#### [SOURCE DATA]
◆ ◆ ◆ ◆ ◆ ◆ ◆

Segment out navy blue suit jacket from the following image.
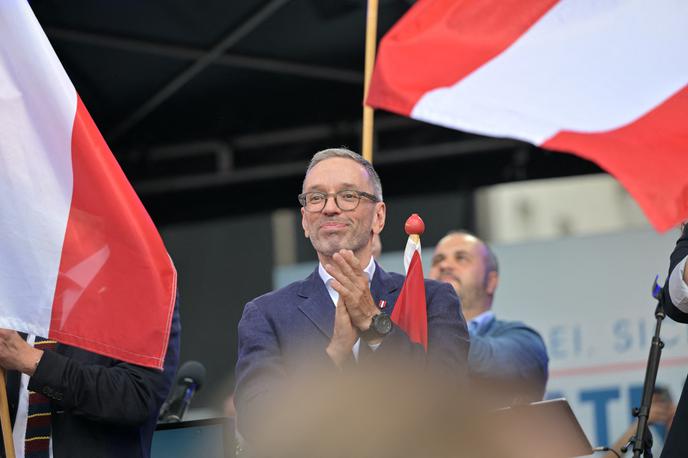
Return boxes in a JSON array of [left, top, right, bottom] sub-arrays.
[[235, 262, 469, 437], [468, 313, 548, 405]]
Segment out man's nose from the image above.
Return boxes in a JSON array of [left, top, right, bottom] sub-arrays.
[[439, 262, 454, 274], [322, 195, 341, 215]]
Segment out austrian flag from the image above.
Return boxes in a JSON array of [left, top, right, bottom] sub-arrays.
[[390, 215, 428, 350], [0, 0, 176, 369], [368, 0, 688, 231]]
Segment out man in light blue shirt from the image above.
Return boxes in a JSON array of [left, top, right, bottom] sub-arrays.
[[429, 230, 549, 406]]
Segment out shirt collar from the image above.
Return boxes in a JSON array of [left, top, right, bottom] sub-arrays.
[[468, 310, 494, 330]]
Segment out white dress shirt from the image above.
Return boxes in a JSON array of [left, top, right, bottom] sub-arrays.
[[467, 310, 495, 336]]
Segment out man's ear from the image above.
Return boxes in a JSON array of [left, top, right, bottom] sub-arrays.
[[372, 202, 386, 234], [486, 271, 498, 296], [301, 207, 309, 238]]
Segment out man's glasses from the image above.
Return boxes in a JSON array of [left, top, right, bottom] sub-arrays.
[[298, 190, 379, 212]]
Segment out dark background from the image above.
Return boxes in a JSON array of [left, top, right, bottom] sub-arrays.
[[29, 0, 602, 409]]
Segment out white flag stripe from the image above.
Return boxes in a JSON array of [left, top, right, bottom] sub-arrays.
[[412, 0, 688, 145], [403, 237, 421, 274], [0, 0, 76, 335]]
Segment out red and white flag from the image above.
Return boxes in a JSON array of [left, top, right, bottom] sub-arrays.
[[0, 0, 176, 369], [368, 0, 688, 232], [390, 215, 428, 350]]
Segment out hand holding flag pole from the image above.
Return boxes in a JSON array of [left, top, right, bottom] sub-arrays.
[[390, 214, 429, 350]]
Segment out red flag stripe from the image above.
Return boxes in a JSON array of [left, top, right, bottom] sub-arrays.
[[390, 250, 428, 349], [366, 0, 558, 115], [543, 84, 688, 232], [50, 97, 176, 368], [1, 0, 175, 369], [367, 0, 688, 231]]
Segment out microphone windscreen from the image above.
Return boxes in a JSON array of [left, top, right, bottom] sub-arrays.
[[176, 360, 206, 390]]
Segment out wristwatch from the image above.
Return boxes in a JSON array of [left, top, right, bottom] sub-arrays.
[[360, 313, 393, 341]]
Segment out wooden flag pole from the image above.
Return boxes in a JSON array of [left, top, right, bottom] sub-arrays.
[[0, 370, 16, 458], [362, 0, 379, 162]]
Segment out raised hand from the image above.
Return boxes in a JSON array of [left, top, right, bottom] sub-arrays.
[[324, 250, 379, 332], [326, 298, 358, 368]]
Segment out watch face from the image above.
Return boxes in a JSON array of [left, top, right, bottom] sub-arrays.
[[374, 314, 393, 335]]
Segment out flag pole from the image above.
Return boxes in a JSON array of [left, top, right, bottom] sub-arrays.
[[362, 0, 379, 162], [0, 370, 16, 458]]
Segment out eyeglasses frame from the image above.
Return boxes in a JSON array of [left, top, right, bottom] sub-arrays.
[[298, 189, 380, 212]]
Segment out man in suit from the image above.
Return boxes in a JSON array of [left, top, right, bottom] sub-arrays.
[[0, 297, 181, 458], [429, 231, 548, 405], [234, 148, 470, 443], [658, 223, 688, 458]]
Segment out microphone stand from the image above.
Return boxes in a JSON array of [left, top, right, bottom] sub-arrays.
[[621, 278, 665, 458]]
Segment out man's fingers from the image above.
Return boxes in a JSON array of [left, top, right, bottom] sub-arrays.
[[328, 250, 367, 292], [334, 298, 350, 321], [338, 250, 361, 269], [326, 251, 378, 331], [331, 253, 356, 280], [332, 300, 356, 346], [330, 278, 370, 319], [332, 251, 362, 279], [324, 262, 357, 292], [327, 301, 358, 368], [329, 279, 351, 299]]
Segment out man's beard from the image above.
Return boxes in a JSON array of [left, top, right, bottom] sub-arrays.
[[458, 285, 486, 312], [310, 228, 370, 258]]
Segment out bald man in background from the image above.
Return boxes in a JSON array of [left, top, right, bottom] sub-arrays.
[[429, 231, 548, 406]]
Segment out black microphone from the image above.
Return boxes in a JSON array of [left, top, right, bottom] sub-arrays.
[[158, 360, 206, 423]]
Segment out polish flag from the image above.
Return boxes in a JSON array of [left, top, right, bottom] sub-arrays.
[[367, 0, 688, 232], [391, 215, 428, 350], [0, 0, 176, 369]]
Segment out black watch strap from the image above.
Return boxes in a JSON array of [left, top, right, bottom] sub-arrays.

◆ ◆ ◆ ◆ ◆ ◆ ◆

#### [WORK TO COMPLETE]
Every line of the listing that includes the word "background" belongs in the answer.

#### [REPLY]
Segment out dark background from the image above.
Segment out bald man in background from the image above.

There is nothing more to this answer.